Please switch "jersey" to "shirt" in the items from the line with "In the photo above, where can the pink" to the line with "column 355, row 641", and write out only those lines with nothing else changed.

=== EXERCISE DATA ===

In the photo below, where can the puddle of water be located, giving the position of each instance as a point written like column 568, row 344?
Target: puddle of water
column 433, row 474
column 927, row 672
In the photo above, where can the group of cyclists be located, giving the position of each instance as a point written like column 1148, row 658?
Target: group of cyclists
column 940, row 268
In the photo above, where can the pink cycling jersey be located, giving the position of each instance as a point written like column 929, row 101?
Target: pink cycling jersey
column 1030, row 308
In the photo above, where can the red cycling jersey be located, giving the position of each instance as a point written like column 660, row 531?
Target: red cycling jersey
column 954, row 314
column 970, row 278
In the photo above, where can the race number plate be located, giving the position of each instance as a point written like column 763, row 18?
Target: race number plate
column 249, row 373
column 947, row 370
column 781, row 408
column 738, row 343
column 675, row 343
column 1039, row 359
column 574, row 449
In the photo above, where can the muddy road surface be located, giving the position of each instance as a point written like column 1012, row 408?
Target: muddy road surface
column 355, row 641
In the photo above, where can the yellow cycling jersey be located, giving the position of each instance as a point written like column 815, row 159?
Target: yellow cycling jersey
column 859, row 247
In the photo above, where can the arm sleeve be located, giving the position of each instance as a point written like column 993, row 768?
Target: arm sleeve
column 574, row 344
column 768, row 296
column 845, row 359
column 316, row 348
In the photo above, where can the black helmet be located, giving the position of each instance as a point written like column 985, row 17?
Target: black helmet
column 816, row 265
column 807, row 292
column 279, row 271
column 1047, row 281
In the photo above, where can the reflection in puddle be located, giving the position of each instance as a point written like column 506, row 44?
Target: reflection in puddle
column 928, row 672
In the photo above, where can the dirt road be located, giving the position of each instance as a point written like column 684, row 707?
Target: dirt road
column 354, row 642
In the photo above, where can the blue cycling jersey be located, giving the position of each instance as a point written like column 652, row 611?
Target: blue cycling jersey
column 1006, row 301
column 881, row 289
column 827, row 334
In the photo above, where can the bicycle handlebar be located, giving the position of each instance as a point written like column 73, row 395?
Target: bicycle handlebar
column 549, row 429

===

FINISHED ANSWER:
In the photo above, where can the pink cycling shirt be located, giving the position of each instance as a point written like column 929, row 101?
Target: pink cycling shirt
column 1030, row 308
In the photo above, where can the red cycling shirt be located, giving the position of each instance as a point written like column 660, row 531?
Target: red cycling shirt
column 954, row 314
column 970, row 278
In the photo above, where can the race number plate be located, giving the position of each instance as a point written like column 763, row 18?
Target: race number plate
column 249, row 373
column 947, row 370
column 781, row 408
column 738, row 343
column 675, row 343
column 1039, row 359
column 574, row 449
In the photo above, where can the muddy road surface be located, giving the position of each instance as a point written like column 1012, row 408?
Target: muddy road surface
column 355, row 641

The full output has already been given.